Goal: Write out the part of the RadioBike forum thread below from "That is a seat" to "hughes (Sep 5, 2017)", keeping every word and mark unchanged.

# RadioBike - Lima, OH C-List



## Kato (Sep 4, 2017)

It's missing the radio and I'm not sure it's actually a RadioBike but thought I'd post it up just in case, especially based on the price.......$55.00        
Just posted 2 hrs ago

https://limaohio.craigslist.org/bik/d/1956-huffy-26-radio-bike/6292437268.html


----------



## fordmike65 (Sep 4, 2017)

I'd say the guard alone is worth more than the asking price.


----------



## Kato (Sep 4, 2017)

fordmike65 said:


> I'd say the guard alone is worth more than the asking price.




That's what I was thinking as long as the bike is legit
Some good parts there for somebody that needs them.......


----------



## catfish (Sep 4, 2017)

Good deal.


----------



## buck hughes (Sep 4, 2017)

I bought the bike.-bike is straight in original paint-serial #8H549478.


----------



## fordmike65 (Sep 4, 2017)

buck hughes said:


> I bought the bike.-bike is straight in original paint-serial #8H549478.
> 
> View attachment 671041



Nice score Tom. No brainer right there.


----------



## Saving Tempest (Sep 4, 2017)

fordmike65 said:


> Nice score Tom. No brainer right there.




*AAAA-GREE!*


----------



## SCHWINN TWIN (Sep 4, 2017)

buck hughes said:


> I bought the bike.-bike is straight in original paint-serial #8H549478.
> 
> View attachment 671041



HELLO, I SAW YOU JUST BOUGHT THIS RADIO BIKE, ARE YOU GOING TO RESELL  IT?  I AM LOOKING FOR A RADIO BIKE FRAME, DON'T NEED THE TANK AND ALL, JUST NEED A CRUISER.  IF YOU ARE GOING TO SELL IT, I AM IN NEED OF A RADIO BIKE FRAME. I WAS AT MEMORY LANE WHEN YOU BOUGHT THE FULL RADIO BIKE.  THANKS FOR YOUR TIME.   KIM


----------



## partsguy (Sep 5, 2017)

A very rare 1958 model. He got a deal here!


----------



## New Mexico Brant (Sep 5, 2017)

How does that seat ride Tom?  It looks like a marshmallow!


----------



## partsguy (Sep 5, 2017)

That is a seat cover. No doubt, it MIGHT be a pristine original seat under there! this bike would have had a white saddle with red seams.


----------



## buck hughes (Sep 5, 2017)

first thing I did was take the seat off!!!!


----------

Available data:
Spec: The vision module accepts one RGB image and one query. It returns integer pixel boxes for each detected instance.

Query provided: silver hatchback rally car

Worked answer:
That is a seat cover. No doubt, it MIGHT be a pristine original seat under there! this bike would have had a white saddle with red seams.


----------



## buck hughes (Sep 5, 2017)